Given information START

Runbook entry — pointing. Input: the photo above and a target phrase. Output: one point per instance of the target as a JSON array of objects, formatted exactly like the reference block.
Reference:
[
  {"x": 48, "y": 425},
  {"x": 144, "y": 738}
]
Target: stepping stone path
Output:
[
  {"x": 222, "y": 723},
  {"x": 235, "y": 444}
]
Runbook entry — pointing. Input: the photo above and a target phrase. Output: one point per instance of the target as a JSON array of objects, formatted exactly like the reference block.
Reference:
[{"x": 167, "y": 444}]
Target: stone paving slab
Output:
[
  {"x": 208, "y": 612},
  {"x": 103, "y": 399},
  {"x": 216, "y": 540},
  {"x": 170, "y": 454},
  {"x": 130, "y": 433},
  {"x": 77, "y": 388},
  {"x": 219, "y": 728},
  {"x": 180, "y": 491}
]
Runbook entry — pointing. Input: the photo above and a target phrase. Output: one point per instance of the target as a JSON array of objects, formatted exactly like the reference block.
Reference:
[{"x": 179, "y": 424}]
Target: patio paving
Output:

Given information END
Given information START

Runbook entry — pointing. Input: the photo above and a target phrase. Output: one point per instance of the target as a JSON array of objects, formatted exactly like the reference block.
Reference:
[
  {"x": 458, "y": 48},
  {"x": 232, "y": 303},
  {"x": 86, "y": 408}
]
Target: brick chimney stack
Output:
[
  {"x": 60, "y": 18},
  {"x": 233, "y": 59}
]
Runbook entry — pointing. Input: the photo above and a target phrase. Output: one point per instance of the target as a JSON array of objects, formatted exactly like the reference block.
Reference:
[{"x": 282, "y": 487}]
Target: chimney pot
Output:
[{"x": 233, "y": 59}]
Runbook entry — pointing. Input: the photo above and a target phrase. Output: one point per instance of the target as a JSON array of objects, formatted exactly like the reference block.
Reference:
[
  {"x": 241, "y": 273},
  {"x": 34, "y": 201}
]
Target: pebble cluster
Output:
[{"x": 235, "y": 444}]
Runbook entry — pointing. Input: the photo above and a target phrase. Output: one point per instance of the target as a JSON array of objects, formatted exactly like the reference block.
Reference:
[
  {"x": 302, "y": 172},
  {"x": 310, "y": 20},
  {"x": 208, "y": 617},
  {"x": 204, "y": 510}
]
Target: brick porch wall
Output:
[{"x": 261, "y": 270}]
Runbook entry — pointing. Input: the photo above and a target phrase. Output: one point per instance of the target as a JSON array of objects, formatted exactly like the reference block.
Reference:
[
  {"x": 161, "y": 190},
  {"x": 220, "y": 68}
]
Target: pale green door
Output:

Given information END
Given information START

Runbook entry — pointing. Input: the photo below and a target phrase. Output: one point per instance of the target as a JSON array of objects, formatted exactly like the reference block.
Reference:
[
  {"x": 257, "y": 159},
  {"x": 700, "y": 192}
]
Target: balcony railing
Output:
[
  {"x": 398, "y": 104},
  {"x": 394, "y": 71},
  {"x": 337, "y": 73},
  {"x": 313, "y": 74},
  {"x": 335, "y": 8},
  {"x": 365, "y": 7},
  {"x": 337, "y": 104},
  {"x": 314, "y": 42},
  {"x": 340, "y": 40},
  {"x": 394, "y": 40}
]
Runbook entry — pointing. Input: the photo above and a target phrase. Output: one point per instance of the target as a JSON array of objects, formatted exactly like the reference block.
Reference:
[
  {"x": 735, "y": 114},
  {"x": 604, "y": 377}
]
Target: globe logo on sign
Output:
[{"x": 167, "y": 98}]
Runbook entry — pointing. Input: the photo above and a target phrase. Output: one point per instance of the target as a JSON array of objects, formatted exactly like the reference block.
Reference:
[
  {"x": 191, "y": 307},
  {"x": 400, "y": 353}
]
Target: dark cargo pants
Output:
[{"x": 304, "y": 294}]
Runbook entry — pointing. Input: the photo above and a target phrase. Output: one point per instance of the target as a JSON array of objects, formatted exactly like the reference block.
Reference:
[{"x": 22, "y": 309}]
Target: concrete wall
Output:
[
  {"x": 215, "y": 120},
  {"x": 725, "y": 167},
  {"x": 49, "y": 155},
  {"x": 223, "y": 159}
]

Given information END

Your assignment »
Among the records, find every line with the word "brick" and copy it.

Solution for this problem »
Target: brick chimney stack
Target: brick porch wall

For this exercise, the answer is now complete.